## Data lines
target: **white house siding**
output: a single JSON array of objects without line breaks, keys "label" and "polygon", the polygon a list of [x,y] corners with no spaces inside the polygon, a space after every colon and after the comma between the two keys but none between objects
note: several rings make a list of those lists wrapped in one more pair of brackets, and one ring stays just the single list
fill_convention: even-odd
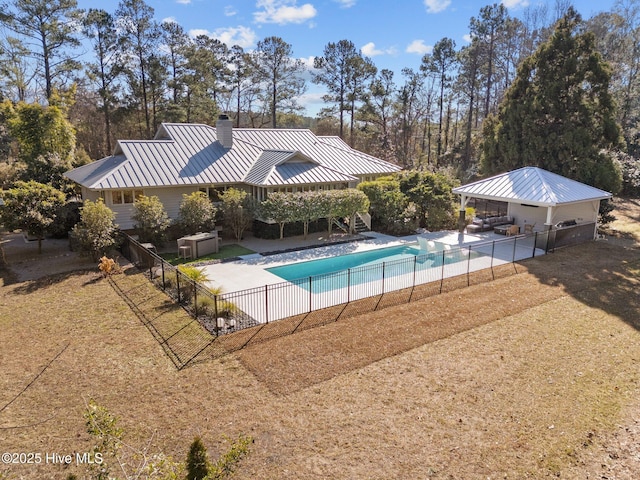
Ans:
[{"label": "white house siding", "polygon": [[190,185],[183,187],[163,187],[163,188],[145,188],[144,194],[148,197],[156,196],[164,205],[164,209],[171,220],[176,220],[180,216],[180,204],[182,203],[182,195],[189,195],[197,192],[198,186]]},{"label": "white house siding", "polygon": [[89,190],[87,187],[81,189],[82,200],[91,200],[95,202],[100,198],[100,192],[96,190]]},{"label": "white house siding", "polygon": [[509,204],[509,215],[515,218],[517,225],[524,229],[524,224],[535,224],[536,230],[542,230],[547,222],[547,207],[533,207],[519,203]]},{"label": "white house siding", "polygon": [[563,220],[575,220],[578,223],[596,222],[599,208],[599,200],[561,205],[553,209],[551,223],[555,225]]}]

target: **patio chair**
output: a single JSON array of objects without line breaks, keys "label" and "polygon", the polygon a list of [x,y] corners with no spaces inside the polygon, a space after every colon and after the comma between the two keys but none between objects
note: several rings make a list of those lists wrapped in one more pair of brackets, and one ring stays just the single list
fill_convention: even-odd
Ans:
[{"label": "patio chair", "polygon": [[512,235],[518,235],[520,233],[520,227],[518,225],[511,225],[507,230],[507,237]]}]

## WORK TO DO
Render each line of the rows above as a Markdown table with the columns "Line number" and "Line text". Omit blank lines and leave the pictures out of the answer.

## SOLUTION
| Line number | Line text |
|---|---|
| 1 | target: **white house siding** |
| 2 | output: a single JSON array of objects without line breaks, keys "label" and "polygon", the polygon a list of [x,y] corners with no spaces inside the polygon, a space after every colon and after the comma between the two keys but none between objects |
| 3 | note: several rings make a list of those lists wrapped in one more pair of brackets, and one ring stays just the single list |
| 4 | fill_convention: even-odd |
| 5 | Ans: |
| 6 | [{"label": "white house siding", "polygon": [[190,185],[183,187],[163,187],[163,188],[145,188],[144,194],[148,197],[156,196],[164,205],[164,209],[171,220],[176,220],[180,216],[180,204],[182,203],[182,195],[189,195],[197,192],[198,186]]},{"label": "white house siding", "polygon": [[89,190],[87,187],[81,189],[82,200],[91,200],[95,202],[100,198],[100,192],[96,190]]},{"label": "white house siding", "polygon": [[509,204],[509,215],[515,218],[517,225],[524,229],[524,224],[535,224],[536,230],[542,230],[547,222],[547,207],[533,207],[519,203]]},{"label": "white house siding", "polygon": [[563,220],[575,220],[578,223],[596,222],[599,208],[599,200],[561,205],[553,209],[551,223],[555,225]]}] |
| 7 | target: **patio chair** |
| 8 | output: a single JSON array of objects without line breaks, keys "label" and "polygon", the polygon a list of [x,y] corners with no spaces inside the polygon, a space after every colon and after the comma between the two keys but none between objects |
| 9 | note: several rings make a list of those lists wrapped in one more pair of brackets, and one ring stays just the single list |
| 10 | fill_convention: even-odd |
| 11 | Ans: |
| 12 | [{"label": "patio chair", "polygon": [[512,235],[518,235],[520,233],[520,227],[518,225],[511,225],[507,230],[507,237]]}] |